■ Work request ■
For this listing, report how many lines contain the string "JSON", using only a number.

■ Information given ■
####

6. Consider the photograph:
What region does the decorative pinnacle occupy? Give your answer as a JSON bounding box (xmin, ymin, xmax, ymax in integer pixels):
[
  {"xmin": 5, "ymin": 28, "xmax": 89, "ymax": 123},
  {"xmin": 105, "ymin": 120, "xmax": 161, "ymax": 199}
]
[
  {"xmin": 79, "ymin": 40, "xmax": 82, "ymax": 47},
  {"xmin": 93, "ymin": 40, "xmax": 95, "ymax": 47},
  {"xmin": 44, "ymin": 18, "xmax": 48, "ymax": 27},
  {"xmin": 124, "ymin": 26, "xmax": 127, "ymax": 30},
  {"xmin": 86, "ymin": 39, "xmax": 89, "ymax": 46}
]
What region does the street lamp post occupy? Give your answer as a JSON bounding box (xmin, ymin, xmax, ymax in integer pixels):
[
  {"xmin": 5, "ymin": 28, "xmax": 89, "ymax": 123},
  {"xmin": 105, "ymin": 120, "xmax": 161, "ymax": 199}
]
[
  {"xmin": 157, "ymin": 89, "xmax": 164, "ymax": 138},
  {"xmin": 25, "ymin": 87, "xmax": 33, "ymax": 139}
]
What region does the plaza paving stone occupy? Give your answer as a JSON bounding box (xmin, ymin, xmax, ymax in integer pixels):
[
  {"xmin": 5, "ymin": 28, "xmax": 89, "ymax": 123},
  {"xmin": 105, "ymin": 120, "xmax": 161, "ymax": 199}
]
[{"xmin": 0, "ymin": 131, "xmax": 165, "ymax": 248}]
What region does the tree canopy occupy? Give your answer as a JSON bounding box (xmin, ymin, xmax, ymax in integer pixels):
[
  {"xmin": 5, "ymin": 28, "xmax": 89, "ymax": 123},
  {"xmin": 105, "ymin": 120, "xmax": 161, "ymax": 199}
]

####

■ Written response ■
4